What the exercise asks
After finding the line that contains "output_format: one JSON" in the material below, print that line and all subsequent lines exactly, up to and including the last.

Excerpted data
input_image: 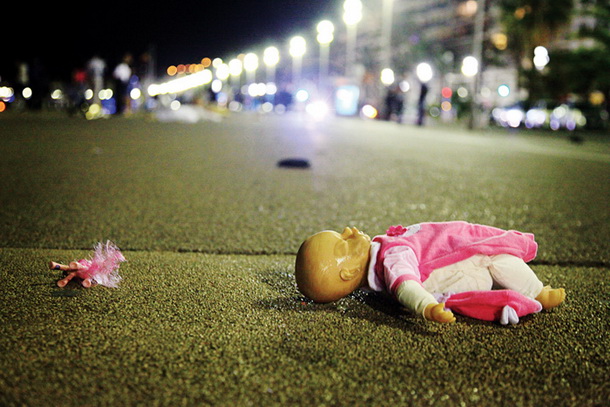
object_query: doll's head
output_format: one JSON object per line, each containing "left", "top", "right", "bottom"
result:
{"left": 295, "top": 227, "right": 372, "bottom": 302}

Exercise result
output_format: one JSON object per line, each containing "left", "top", "right", "bottom"
result:
{"left": 295, "top": 227, "right": 372, "bottom": 302}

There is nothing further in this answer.